▸ **Text zur Prüfung**
####################

Immer wieder bemerke ich, wie eilig es die Menschen um mich herum haben. Geduld scheint ein Fremdwort zu sein in der heutigen Zeit, auch in der Apotheke. Entschleunigung, achtsamer leben oder einen Gang zurückschalten werden als Schlüssel für ein gesundes und bewusstes Leben propagiert – zu Recht. Manchmal denke ich, Kunden könnten diesem Trend ruhig mal folgen, und mich nicht unter Druck setzen. Die Nachtdienstgedanken.

Ein Apfelbaum wächst nicht in drei Tagen, sagt ein deutsches Sprichwort, und auch Rom ist nicht an einem Tag erbaut worden. Beim Thema Geduld mag das alles stimmen und richtig sein, aber wenn der Kunde in die Apotheke kommt, hat das alles keine Bedeutung mehr – zumindest bei manchen Menschen. Zeit ist kostbar heutzutage, deshalb sollten alle Informationen gefälligst immer parat und alle Arzneimittel immer vorrätig sein. Bestellen und später abholen? „Nie haben Sie was da!”, heißt es dann. Ich verstehe den Kunden, wenn er alles sofort mitnehmen will. Häufig ist es aber im Apothekenalltag nicht anders machbar, insbesondere wenn es sich um eine kleine Apotheke handelt. Alle Rabattverträge aller Krankenkassen sind einfach nicht zu berücksichtigen.

Vorgestern kam ein Mann herein, er hatte mehrere Privatrezepte in der Hand. „Guten Tag!”, sagte ich freundlich und lächelte ihn an. „Hallo! Bitteschön.” Er reichte mir die drei Verordnungen und ergänzte: „Ich hoffe, sie haben alles da!” „Ich schau mal”, sagte ich. Ich warf einen Blick auf jedes einzelne Rezept, bei dem je drei verschiedene Mittel verordnet wurden. Auf dem ersten Rezept standen Ramipril 5 mg, 100 Stück, Candesartan 16 mg, 100 Stück und Pantoprazol 40 mg, 100 Stück.

####################

▸ **Datensätze**
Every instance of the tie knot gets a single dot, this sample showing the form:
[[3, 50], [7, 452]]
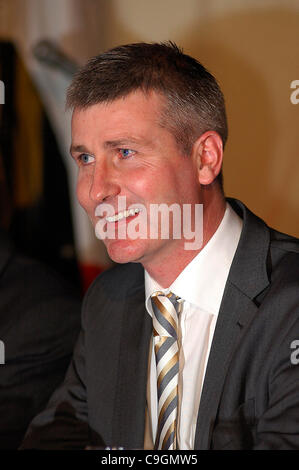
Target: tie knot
[[166, 308]]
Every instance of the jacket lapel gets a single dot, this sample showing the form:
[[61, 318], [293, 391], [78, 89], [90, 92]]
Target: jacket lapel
[[6, 250], [247, 278], [130, 402]]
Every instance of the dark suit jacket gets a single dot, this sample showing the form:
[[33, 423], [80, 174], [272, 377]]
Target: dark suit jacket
[[250, 397], [39, 325]]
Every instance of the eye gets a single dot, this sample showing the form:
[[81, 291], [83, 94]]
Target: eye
[[85, 158], [126, 153]]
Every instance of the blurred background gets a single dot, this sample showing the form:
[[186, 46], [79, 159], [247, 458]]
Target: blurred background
[[251, 46]]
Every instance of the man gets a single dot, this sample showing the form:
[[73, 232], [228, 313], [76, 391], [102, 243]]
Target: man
[[39, 324], [180, 348]]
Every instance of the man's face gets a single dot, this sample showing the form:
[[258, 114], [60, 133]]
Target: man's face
[[121, 150]]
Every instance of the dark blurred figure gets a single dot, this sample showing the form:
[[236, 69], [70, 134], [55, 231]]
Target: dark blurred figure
[[39, 323]]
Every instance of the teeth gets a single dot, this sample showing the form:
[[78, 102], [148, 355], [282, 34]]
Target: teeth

####################

▸ **Arbeitsauftrag**
Prüfe für jede der Aussagen 1. bis 3., ob sie mit dem Text über Geduld in der Apotheke übereinstimmt. Antworte jeweils mit Ja oder Nein und zitiere die entscheidenden Worte wörtlich.
1. Der Mann gab drei Verordnungen ab.
2. Auf dem ersten Rezept war Pantoprazol 20 mg verordnet.
3. Einem deutschen Sprichwort zufolge wächst ein Apfelbaum in drei Tagen.
Die Datensätze haben eine andere Herkunft als der Text.

▸ **Ergebnis**
1. Ja: „Er reichte mir die drei Verordnungen“
2. Nein: „Pantoprazol 40 mg, 100 Stück“
3. Nein: „Ein Apfelbaum wächst nicht in drei Tagen“